DIRECTION:
Turn the data below into a numbered list, one line per item, and leave out any blank lines.

START

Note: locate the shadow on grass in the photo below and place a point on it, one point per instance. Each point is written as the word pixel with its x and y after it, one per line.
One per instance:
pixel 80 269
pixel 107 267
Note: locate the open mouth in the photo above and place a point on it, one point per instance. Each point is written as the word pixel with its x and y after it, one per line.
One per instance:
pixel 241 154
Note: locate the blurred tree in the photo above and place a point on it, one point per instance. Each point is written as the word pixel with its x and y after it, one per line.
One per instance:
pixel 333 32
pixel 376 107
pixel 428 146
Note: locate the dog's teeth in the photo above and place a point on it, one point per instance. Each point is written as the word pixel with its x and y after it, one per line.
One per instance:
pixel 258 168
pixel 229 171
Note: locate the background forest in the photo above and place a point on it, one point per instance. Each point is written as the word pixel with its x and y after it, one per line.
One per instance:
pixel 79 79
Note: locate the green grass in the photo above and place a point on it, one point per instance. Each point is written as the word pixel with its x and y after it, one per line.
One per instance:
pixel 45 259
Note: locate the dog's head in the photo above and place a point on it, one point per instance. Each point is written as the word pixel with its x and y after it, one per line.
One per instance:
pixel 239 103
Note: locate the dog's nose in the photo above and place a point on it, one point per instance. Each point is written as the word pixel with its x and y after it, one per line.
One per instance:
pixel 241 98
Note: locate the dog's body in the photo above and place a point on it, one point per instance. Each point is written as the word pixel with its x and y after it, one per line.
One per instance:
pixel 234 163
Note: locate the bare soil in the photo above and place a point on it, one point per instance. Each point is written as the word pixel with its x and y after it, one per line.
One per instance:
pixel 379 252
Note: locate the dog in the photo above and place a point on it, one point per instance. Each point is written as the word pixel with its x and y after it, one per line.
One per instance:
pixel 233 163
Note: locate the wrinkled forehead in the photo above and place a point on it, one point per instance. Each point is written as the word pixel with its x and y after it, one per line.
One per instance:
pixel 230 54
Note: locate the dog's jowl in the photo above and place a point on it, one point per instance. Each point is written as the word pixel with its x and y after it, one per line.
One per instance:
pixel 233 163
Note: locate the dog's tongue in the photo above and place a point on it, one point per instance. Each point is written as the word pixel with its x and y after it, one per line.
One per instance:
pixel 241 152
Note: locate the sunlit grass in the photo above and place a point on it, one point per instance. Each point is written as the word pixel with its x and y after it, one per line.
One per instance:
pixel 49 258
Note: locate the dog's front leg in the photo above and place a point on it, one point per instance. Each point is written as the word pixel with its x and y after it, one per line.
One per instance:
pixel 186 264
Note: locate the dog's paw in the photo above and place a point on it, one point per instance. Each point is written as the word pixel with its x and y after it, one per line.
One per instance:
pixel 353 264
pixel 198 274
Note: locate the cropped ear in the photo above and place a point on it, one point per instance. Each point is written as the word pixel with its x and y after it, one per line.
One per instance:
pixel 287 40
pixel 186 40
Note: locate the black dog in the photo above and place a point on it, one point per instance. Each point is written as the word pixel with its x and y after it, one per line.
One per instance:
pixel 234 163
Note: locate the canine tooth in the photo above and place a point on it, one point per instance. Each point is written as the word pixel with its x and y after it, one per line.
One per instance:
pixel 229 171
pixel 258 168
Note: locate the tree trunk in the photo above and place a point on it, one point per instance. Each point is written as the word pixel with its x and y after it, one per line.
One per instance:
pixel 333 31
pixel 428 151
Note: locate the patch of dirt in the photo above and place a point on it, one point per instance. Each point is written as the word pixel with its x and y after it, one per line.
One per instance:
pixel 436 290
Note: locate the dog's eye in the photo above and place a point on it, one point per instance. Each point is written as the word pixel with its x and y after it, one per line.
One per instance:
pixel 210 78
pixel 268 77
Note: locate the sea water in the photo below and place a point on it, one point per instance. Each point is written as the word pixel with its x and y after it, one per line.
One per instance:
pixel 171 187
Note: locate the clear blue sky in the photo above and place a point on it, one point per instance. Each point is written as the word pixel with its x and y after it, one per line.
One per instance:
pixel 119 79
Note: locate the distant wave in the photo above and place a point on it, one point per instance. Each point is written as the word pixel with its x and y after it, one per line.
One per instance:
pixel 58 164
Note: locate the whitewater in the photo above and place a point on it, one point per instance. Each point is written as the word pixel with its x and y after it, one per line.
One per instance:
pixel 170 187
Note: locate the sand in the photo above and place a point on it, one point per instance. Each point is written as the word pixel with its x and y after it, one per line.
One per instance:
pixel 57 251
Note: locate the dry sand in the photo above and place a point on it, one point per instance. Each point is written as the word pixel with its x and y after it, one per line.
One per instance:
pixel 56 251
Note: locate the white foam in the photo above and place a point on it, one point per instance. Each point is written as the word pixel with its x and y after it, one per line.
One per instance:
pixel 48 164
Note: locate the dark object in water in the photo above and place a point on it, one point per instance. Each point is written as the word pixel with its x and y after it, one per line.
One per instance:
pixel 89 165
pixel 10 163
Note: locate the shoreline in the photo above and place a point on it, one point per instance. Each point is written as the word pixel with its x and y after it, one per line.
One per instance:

END

SOLUTION TO THE PROBLEM:
1. Note: locate the shadow on grass in the photo below and place a point on it, one point per instance. Each point is written as the word pixel with its x and y after it, one per line.
2. One per instance:
3. pixel 80 269
4. pixel 107 267
5. Note: locate the open mouth in the photo above and place a point on it, one point per instance. Each point is written as the word pixel with its x and y after it, one per line.
6. One per instance:
7. pixel 241 154
8. Note: locate the blurred tree in the photo above and place a point on it, one point per instance. Each point is written as the word pixel with its x and y after it, one per line.
9. One per instance:
10. pixel 333 32
11. pixel 376 107
12. pixel 428 146
13. Note: locate the dog's teeth in the photo above and place a point on it, one point per instance. Each point is written as the word pixel with its x and y after it, one per line.
14. One per instance:
15. pixel 258 168
16. pixel 229 171
17. Note: locate the background forest in the photo above and place a point on it, one point per instance. Each point is written as the word pixel with its x and y after it, one per line.
18. One per instance:
19. pixel 79 79
20. Note: locate the green grass in the photo above and place a point on it, one point per instance. Each point is written as the word pixel with its x and y after it, one per line.
21. One per instance:
22. pixel 45 259
23. Note: locate the dog's head in the photo above and place a point on it, one point per instance. Each point is written as the word pixel with its x and y after it, one per line.
24. One per instance:
25. pixel 239 103
26. Note: locate the dog's nose in the photo above and place a point on it, one point per instance. Each point is written as the word pixel with its x and y after it, one per line.
27. One per instance:
28. pixel 241 98
29. Note: locate the dog's body in the photo above and place a point on it, one point per instance. Each point is written as the word pixel with its x and y after it, one per line.
30. One per instance:
31. pixel 234 163
32. Note: locate the bare soil in the photo above and place a point on it, one point per instance. Each point is written as the word pixel with its x and y after it, one per line.
33. One per instance:
34. pixel 379 252
35. Note: locate the dog in the photo above and place a point on it, one point per instance. Each point is written as the word pixel with its x and y after it, one per line.
36. One per instance:
37. pixel 233 163
38. Note: locate the wrinkled forehead in the photo above and place a point on it, one point per instance. Each point is written as the word pixel with its x and y after it, one per line.
39. One per instance:
40. pixel 230 54
41. Note: locate the dog's jowl in the photo above and place a point on it, one point per instance. Each point is written as the word pixel with its x and y after it, one per line.
42. One per instance:
43. pixel 233 163
44. Note: locate the dog's tongue in the photo above and place a point on it, one point per instance. Each point is written as the word pixel with its x and y after it, one per line.
45. One per instance:
46. pixel 241 152
47. Note: locate the sunlit grass in the photo above and place a point on it, one point per instance. Each point is written as the word pixel with its x and y after it, one per line.
48. One per instance:
49. pixel 49 258
50. Note: locate the dog's front leg in the photo above and place a point on it, one point per instance. Each point is written as the word pixel with its x and y after it, one per line.
51. One per instance:
52. pixel 186 264
53. Note: locate the dog's paw in the photo above and place a point on it, one point per instance. Each point is written as the word pixel with its x and y after it, one per line.
54. One per instance:
55. pixel 353 264
56. pixel 198 274
57. Note: locate the cropped ear in the photo above and place a point on it, one point per instance. Each point is written as the word pixel with its x and y after it, one per line.
58. One per instance:
59. pixel 287 40
60. pixel 186 40
61. Note: locate the black dog in the photo above and place a point on it, one point per instance. Each point is written as the word pixel with its x and y after it, one per line.
62. One per instance:
63. pixel 234 163
64. Note: locate the canine tooth in the photo above and place a point on it, one point per instance. Each point is written as the word pixel with its x and y after it, one per line.
65. One per instance:
66. pixel 229 171
67. pixel 258 168
68. Note: locate the tree trunk in the photo above and place a point on it, one point per instance. Each point is written as the word pixel with its x and y after it, one per line.
69. One per instance:
70. pixel 333 31
71. pixel 428 151
72. Note: locate the patch of dirt in the photo above and place a point on it, one point per instance. Each point is written as the word pixel with its x and y after it, one per line.
73. One per instance:
74. pixel 436 290
75. Note: locate the dog's eye in the photo above and place a point on it, one point per instance. Each point is written as the word pixel with its x and y after it, one per line.
76. One per instance:
77. pixel 210 78
78. pixel 268 77
79. Note: locate the sea water in the photo below and place a point on it, one point per instance. Each point is written as the word pixel with its x and y after it, one per line.
80. One per instance:
81. pixel 171 187
82. Note: locate the clear blue sky in the photo above and place a point on it, one point per instance. Each point is written as the word pixel with its x and y after it, one per line.
83. One per instance:
84. pixel 119 79
85. Note: locate the distant wave in the photo above and place a point on it, one point per instance. Each point is written as the word pixel with its x and y after it, one per line.
86. One per instance:
87. pixel 58 164
88. Note: locate the whitewater in the photo above and place a point on it, one point per instance. Each point is written as the word pixel with its x and y after it, one per line.
89. One per instance:
90. pixel 170 187
91. Note: locate the sand in the photo above and place a point on it, one point per instance. Each point is written as the word pixel with its x and y after it, one per line.
92. One per instance:
93. pixel 57 251
94. Note: locate the dry sand in the photo above and place a point on it, one point per instance. Each point is written as the word pixel with its x and y after it, one per line.
95. One per instance:
96. pixel 56 251
97. Note: locate the white foam in the photo above and place a point on it, one point per instance. Each point is written as the word pixel with its x and y after it, one per line.
98. One per instance:
99. pixel 48 164
100. Note: locate the dark object in water in the photo above and place a point on it, one point per instance. Each point is written as the word pixel with its x and y after it, one per line.
101. One per instance:
102. pixel 89 165
103. pixel 10 163
104. Note: locate the shoreline in the photo above and place a point on it, one point per instance. Each point is written as the word pixel with its x and y after it, one per line.
105. One per instance:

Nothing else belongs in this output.